» INSTRUCTIONS TO FOLLOW: Tell how many lines of the entries below include the string "cottage". Respond with the number alone.

» EXTRACTED ENTRIES:
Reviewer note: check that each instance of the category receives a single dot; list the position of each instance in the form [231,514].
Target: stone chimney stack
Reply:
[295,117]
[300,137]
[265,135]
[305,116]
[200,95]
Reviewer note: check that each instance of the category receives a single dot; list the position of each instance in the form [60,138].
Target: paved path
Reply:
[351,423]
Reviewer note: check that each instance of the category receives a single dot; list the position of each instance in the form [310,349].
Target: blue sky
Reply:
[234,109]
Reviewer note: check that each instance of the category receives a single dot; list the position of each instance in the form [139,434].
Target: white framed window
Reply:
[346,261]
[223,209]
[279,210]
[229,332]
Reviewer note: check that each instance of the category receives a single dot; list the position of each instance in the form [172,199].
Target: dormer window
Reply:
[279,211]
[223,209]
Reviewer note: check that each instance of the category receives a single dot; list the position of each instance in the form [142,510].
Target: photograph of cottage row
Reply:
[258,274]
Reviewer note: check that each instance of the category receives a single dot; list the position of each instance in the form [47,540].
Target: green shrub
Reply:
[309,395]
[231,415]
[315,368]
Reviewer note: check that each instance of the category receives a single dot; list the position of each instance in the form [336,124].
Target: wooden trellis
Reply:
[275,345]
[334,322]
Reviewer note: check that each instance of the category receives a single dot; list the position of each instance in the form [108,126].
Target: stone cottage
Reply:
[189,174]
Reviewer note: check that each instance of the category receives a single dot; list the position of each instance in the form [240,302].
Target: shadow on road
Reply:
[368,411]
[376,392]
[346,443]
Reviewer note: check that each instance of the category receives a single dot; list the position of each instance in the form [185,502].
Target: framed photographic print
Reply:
...
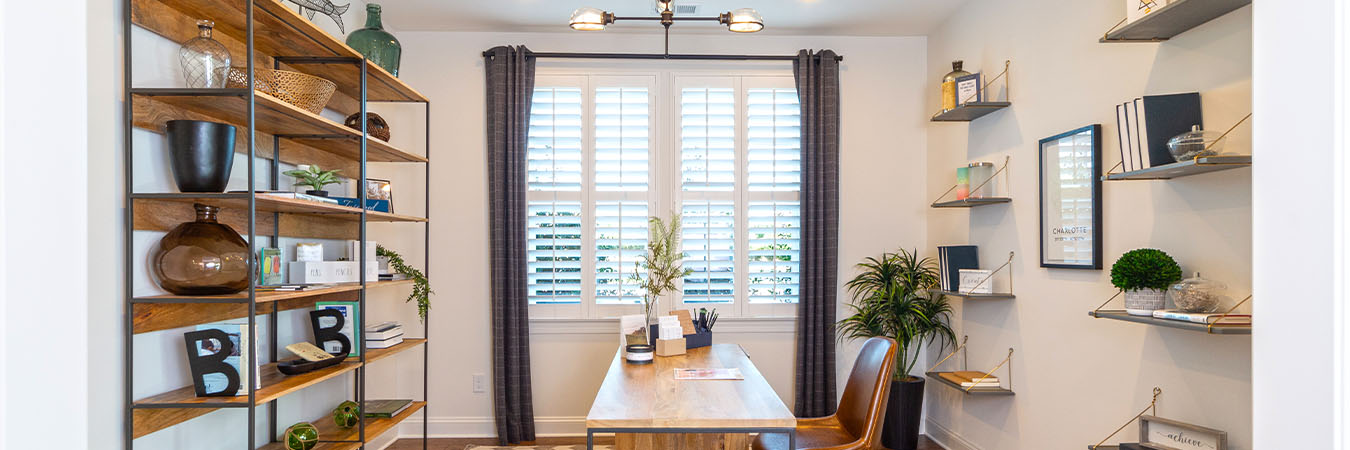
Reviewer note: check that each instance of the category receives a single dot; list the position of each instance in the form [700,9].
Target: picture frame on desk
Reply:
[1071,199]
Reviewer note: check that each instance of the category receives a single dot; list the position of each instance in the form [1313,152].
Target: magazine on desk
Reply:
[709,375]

» ANSWER TO THIS EXERCISE: 2